» **AUFGABEN**:
A) Warum bewertet das Auswärtige Amt laut dem Auszug über die Erklärung zu Spionageprogrammen deren Zielrichtung grundsätzlich positiv? Antworte in ein bis drei Sätzen.
B) Schreib den Auszug über die Erklärung zu Spionageprogrammen nach seinem letzten Satz weiter.

» **AUSZUG**:
---------------

Das deutsche Außenministerium betont: "Der umfassende Schutz von Menschenrechten und Grundfreiheiten hat für die deutsche Außenpolitik einen besonders hohen Stellenwert, in der analogen wie in der digitalen Welt." Das Auswärtige Amt bewerte die Zielrichtung der gemeinsamen Erklärung daher grundsätzlich positiv und stehe zu diesem Thema mit Washington in Kontakt. Insbesondere unterstütze Deutschland die in der gemeinsamen Erklärung genannten Leitprinzipien für den staatlichen Einsatz von Überwachungstechnologien und einen Verhaltenskodex, der im Rahmen der Initiative für Exportkontrollen und Menschenrechte entwickelt wurde. Die Grundsätze haben die 36 Mitgliedsstaaten der Freedom Online Coalition ausgearbeitet, die derzeit das US-Außenministerium leitet. Die Bundesrepublik gehört dazu.

In dem Papier heißt es: "Kommerzielle Spionageprogramme wurden weltweit von autoritären Regimen und in Demokratien missbraucht", "Allzu oft wurden solche leistungsfähigen und invasiven Werkzeuge eingesetzt, um vermeintliche Gegner ins Visier zu nehmen und einzuschüchtern". Zudem gehe es häufig darum, "abweichende Meinungen zu unterdrücken, das Recht auf freie Meinungsäußerung, friedliche Versammlungen oder Vereinigungen einzuschränken, Menschenrechtsverletzungen und -missbrauch oder die Unterdrückung bürgerlicher Freiheiten zu ermöglichen oder Personen ohne ordnungsgemäße rechtliche Genehmigung, Schutzmaßnahmen oder Aufsicht zu verfolgen oder ins Visier zu nehmen". Der Missbrauch dieser Werkzeuge stellt der Erklärung zufolge "ein erhebliches und wachsendes Risiko für unsere nationale Sicherheit dar, auch für die Sicherheit unseres Regierungspersonals, unserer Informationen und unserer Informationssysteme".

---------------

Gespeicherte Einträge
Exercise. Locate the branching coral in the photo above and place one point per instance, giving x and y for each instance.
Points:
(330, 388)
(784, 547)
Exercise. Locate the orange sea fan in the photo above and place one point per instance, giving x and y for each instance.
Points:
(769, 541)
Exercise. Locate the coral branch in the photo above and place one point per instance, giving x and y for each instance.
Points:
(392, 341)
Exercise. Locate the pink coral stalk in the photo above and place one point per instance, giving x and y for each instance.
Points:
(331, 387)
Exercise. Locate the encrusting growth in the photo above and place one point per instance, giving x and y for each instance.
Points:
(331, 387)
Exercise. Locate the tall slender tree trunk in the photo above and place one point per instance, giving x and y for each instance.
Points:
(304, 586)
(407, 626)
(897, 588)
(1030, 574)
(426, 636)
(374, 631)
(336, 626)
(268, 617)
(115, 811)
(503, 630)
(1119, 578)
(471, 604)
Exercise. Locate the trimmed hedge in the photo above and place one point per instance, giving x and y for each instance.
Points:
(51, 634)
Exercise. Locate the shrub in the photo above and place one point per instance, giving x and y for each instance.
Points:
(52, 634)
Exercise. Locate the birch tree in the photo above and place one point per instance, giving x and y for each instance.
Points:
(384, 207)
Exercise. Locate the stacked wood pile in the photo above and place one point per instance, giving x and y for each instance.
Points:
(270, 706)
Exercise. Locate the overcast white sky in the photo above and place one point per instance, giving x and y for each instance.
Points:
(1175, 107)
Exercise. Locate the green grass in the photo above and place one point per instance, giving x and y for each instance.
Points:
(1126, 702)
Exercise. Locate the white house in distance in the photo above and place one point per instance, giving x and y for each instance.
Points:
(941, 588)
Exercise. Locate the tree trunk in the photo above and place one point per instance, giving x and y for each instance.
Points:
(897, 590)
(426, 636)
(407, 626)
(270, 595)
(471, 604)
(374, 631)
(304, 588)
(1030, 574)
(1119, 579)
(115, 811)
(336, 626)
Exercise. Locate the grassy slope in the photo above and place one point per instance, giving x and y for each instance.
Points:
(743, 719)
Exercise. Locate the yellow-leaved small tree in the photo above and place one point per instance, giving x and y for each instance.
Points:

---------------

» **LÖSUNGEN**:
A) Der umfassende Schutz von Menschenrechten und Grundfreiheiten hat für die deutsche Außenpolitik einen besonders hohen Stellenwert, in der analogen wie in der digitalen Welt. Deshalb sieht das Auswärtige Amt die Zielrichtung der gemeinsamen Erklärung grundsätzlich positiv.

B)
Ferner bestehe ein außenpolitisches Interesse, kommerzielle Spyware einzuhegen. Es sei entscheidend, Aktivisten, Dissidenten und Journalisten gegen Bedrohungen ihrer Freiheit und Würde zu verteidigen, die Achtung der Menschenrechte zu fördern und die demokratischen Grundsätze sowie die Rechtsstaatlichkeit zu wahren. Die Beteiligten versprechen daher daran zu arbeiten, innerhalb ihrer nationalen Systeme "robuste Leitplanken und Verfahren einzuführen, um sicherzustellen, dass die Verwendung kommerzieller Spionageprogramme durch unsere Regierungen" mit der Achtung der Menschen- und Bürgerrechte vereinbar sei. Dazu kommt das Gelöbnis, die Ausfuhr von "Software, Technologie und Ausrüstung an Endnutzer" zu verhindern, "die diese für böswillige Cyberaktivitäten nutzen könnten". Die Zusammenarbeit mit Industriepartnern und der Zivilgesellschaft soll verstärkt werden, um angemessene Standards zu etablieren und weitere Verbündete weltweit zu gewinnen.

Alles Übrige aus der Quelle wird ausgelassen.